PROBLEM TO SOLVE: The answer must be an exact copy of every record below.

[[ INFORMATION GIVEN open ]]

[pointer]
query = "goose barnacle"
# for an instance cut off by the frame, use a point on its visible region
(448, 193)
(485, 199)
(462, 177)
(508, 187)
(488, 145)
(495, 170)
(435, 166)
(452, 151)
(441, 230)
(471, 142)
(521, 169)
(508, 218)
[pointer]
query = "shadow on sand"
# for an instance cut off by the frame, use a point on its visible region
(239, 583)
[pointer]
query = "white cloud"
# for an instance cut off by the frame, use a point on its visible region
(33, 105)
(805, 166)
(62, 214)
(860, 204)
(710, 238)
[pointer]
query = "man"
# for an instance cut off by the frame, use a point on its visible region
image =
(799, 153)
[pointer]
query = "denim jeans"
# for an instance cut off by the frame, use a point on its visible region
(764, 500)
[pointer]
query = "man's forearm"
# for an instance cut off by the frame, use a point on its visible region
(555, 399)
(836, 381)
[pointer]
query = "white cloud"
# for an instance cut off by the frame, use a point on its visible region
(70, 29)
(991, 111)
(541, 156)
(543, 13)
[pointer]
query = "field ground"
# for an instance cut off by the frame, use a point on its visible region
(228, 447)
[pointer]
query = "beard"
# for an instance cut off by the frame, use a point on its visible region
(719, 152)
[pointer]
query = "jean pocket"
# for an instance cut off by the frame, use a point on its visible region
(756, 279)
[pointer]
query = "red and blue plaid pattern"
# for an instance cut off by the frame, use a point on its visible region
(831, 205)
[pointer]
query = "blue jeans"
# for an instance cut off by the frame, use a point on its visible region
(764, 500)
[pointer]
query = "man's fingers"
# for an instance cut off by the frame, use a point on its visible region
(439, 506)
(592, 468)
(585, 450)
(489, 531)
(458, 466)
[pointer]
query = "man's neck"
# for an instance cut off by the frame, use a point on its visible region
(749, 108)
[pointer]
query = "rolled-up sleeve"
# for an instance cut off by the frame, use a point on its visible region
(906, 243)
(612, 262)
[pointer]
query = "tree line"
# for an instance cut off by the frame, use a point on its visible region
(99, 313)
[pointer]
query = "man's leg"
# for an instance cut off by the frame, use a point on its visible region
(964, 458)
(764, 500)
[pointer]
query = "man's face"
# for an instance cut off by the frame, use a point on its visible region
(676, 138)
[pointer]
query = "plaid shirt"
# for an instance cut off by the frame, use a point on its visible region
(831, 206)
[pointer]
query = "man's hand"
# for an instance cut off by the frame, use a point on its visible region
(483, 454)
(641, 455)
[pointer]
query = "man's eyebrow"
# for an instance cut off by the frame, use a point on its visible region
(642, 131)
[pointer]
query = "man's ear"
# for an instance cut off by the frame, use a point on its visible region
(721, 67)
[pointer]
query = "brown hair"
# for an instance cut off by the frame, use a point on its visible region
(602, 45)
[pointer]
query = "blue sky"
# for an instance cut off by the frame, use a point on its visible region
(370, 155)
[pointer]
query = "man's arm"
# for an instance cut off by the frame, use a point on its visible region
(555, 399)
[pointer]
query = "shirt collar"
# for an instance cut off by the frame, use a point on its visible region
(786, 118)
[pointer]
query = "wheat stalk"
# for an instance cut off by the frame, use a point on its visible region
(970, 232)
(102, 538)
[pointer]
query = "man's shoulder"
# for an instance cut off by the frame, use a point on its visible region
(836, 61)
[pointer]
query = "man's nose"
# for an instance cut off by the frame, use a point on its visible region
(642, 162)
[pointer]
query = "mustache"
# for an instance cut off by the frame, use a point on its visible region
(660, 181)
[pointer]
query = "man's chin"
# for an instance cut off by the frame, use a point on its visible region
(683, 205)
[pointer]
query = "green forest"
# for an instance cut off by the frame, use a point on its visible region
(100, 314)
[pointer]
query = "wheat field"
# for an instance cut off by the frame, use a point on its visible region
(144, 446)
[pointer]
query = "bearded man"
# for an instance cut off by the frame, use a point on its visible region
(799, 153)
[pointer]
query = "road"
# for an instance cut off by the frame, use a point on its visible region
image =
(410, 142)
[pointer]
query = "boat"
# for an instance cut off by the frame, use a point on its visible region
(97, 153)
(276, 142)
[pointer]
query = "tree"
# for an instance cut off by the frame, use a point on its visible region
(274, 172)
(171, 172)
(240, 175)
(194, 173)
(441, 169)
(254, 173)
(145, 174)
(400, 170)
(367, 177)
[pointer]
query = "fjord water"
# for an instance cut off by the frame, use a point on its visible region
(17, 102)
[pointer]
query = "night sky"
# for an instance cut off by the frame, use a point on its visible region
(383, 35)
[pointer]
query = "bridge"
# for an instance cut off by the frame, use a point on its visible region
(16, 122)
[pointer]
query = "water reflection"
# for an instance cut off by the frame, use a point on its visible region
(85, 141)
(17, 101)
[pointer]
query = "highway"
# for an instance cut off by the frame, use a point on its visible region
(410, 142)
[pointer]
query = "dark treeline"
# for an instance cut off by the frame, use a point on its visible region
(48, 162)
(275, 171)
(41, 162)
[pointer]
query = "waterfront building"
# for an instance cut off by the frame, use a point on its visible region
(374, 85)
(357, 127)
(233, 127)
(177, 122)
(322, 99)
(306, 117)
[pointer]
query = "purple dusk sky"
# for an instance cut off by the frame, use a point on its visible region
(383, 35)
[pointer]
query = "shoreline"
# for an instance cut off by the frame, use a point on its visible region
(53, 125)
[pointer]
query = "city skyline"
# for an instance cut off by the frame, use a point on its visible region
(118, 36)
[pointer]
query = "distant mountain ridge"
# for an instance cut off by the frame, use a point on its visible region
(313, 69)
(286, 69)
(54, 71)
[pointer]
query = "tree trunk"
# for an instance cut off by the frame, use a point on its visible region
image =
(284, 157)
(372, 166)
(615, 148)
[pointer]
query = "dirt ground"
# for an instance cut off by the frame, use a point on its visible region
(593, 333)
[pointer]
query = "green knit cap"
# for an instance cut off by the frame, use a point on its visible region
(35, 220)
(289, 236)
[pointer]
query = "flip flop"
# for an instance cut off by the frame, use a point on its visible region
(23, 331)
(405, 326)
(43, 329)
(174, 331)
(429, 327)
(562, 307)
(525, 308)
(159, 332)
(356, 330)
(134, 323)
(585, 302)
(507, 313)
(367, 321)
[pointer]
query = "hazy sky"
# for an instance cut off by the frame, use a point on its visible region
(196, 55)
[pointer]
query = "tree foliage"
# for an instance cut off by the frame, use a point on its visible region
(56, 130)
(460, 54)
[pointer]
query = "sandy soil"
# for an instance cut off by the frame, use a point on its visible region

[[ INFORMATION GIVEN closed ]]

TASK RESPONSE:
[pointer]
query = "goose barnacle"
# for an instance cut off by the frame, use a point on its visible region
(448, 193)
(485, 199)
(462, 177)
(508, 187)
(488, 145)
(495, 170)
(435, 166)
(452, 151)
(441, 230)
(471, 142)
(521, 169)
(508, 218)
[pointer]
query = "shadow on sand"
# for an instance cut off by the frame, use a point on its visible region
(239, 583)
[pointer]
query = "white cloud"
# for an instance cut off by the frame, use a point on its visible region
(33, 105)
(805, 166)
(62, 214)
(860, 204)
(710, 238)
[pointer]
query = "man"
# for an instance cut off by the frame, use a point on its visible region
image =
(799, 153)
[pointer]
query = "denim jeans"
# for an instance cut off by the frame, use a point on its visible region
(764, 500)
[pointer]
query = "man's forearm"
# for an instance cut off by the frame, use a point on its visible region
(555, 399)
(836, 381)
[pointer]
query = "white cloud"
# for an instance cut off by the frame, use a point on its visible region
(70, 29)
(991, 111)
(541, 156)
(543, 13)
[pointer]
query = "field ground"
# for an instance cut off by the frame, use a point on its visible region
(228, 447)
[pointer]
query = "beard"
# for an instance cut off by the frame, use a point on its visible region
(719, 152)
[pointer]
query = "jean pocket"
# for an instance cut off by the frame, use a point on its visible region
(756, 279)
[pointer]
query = "red and blue plaid pattern"
# for an instance cut off by the frame, use a point on its visible region
(831, 205)
[pointer]
query = "blue jeans"
# for an instance cut off by the frame, use a point on its visible region
(764, 500)
[pointer]
query = "man's fingers"
# for an instance cut off by the frame, use a point on its visible region
(439, 506)
(592, 468)
(585, 450)
(489, 531)
(458, 466)
[pointer]
query = "man's neck"
# for an instance cut off by the frame, use a point on its visible region
(749, 108)
[pointer]
query = "rolled-up sleeve"
# for an instance cut off by the frame, use a point on its visible region
(906, 243)
(612, 262)
[pointer]
query = "tree line"
# for an instance cut off by the frame, use a point on its visible region
(99, 313)
[pointer]
query = "man's leg"
# for an instance cut off by the frame, use a point on its visible region
(964, 458)
(764, 500)
[pointer]
query = "man's face"
# for an instance cut off by the frame, use a point on its visible region
(676, 138)
[pointer]
query = "plaid shirt"
# for an instance cut off by the frame, use a point on its visible region
(831, 206)
[pointer]
query = "man's hand"
# for an instance cut off by the frame, use a point on its visible region
(483, 454)
(641, 455)
[pointer]
query = "man's eyebrow"
# for an instance cut off by the frame, use a point on its visible region
(642, 131)
[pointer]
query = "man's ear"
# for an instance cut off by the frame, use a point on its visible region
(721, 67)
[pointer]
query = "brown hair"
# for an instance cut off by the frame, use a point on its visible region
(602, 45)
[pointer]
query = "blue sky"
# for an instance cut off by the frame, use a point on its visible region
(370, 155)
[pointer]
query = "man's arm"
# for an instance cut off by the frame, use a point on its visible region
(555, 399)
[pointer]
query = "shirt collar"
# for an instance cut off by the frame, use a point on its visible region
(786, 118)
[pointer]
query = "wheat stalk"
# for an instance cut off by the frame, use a point on its visible region
(970, 232)
(102, 538)
[pointer]
query = "man's shoulder"
# for an instance cut off by the frame, use a point on its visible region
(836, 61)
[pointer]
query = "man's nose"
# for an instance cut off by the frame, use a point on its visible region
(642, 162)
[pointer]
query = "mustache"
# for an instance cut off by the frame, use a point on its visible region
(660, 181)
[pointer]
query = "man's chin"
# for an instance cut off by the frame, use a point on its visible region
(683, 205)
[pointer]
query = "green forest"
# for an instance cut off by the frame, use a point on its visible region
(100, 314)
[pointer]
query = "wheat field"
# for an instance cut off by the frame, use a point on its visible region
(144, 446)
[pointer]
query = "bearded man"
# for an instance cut off by the frame, use a point on its visible region
(799, 153)
[pointer]
query = "road"
# for an instance cut off by the frame, use a point on its visible region
image =
(410, 142)
[pointer]
query = "boat"
# for an instance cut off by the frame, use a point on its visible region
(97, 153)
(276, 142)
[pointer]
query = "tree"
# for an instance cut off by the frame, use a point on its visible region
(274, 172)
(171, 172)
(240, 175)
(194, 173)
(441, 169)
(254, 173)
(145, 174)
(400, 170)
(367, 177)
[pointer]
query = "fjord water"
# for an instance cut off by the frame, use a point on its visible region
(17, 102)
[pointer]
query = "night sky"
# for an instance cut off by the frame, use a point on its visible region
(383, 35)
[pointer]
query = "bridge"
# for an instance cut off by the frame, use a point on its visible region
(16, 122)
[pointer]
query = "water reflection"
# for an instance cut off by the frame, use a point on its visible region
(85, 141)
(17, 101)
[pointer]
query = "highway"
# for an instance cut off by the frame, use a point on its visible region
(410, 142)
[pointer]
query = "dark treeline"
# for an instance cut off by the frame, use a point on its visible region
(48, 162)
(275, 171)
(41, 162)
[pointer]
query = "waterfront building"
# for an instance cut off by the frame, use a point on its visible region
(374, 85)
(357, 127)
(233, 127)
(177, 122)
(322, 99)
(306, 117)
[pointer]
query = "purple dusk sky"
# for an instance cut off by the frame, use a point on its visible region
(383, 35)
[pointer]
query = "shoreline"
# for an instance cut off by the frame, use a point on its visible region
(53, 125)
[pointer]
query = "city skyline"
# for an instance cut off by the frame, use a point on its visible region
(118, 36)
[pointer]
query = "distant mountain ridge"
# for an instance cut off by the frame, use a point on its visible region
(313, 69)
(286, 69)
(54, 71)
[pointer]
query = "tree trunk"
# for an instance cut off by the frame, use a point on its visible region
image =
(284, 157)
(372, 166)
(615, 148)
[pointer]
query = "dirt ground"
# for an instance cut off by the frame, use a point on its visible region
(593, 333)
[pointer]
query = "green knit cap"
# for an instance cut off by the frame, use a point on its visible region
(35, 220)
(289, 236)
[pointer]
query = "flip flop"
# for an instance cut off by the frame, use a point on its visible region
(23, 331)
(405, 326)
(43, 329)
(174, 331)
(429, 327)
(562, 307)
(525, 308)
(159, 332)
(356, 330)
(134, 323)
(585, 302)
(507, 313)
(367, 321)
[pointer]
query = "hazy sky"
# for an instance cut off by the frame, use a point on its visible region
(196, 55)
[pointer]
query = "tree foliage"
# for an instance cut off by the frame, use a point on its visible region
(56, 130)
(460, 54)
[pointer]
query = "sandy soil"
# for an instance cut off by the frame, use a point on its visible region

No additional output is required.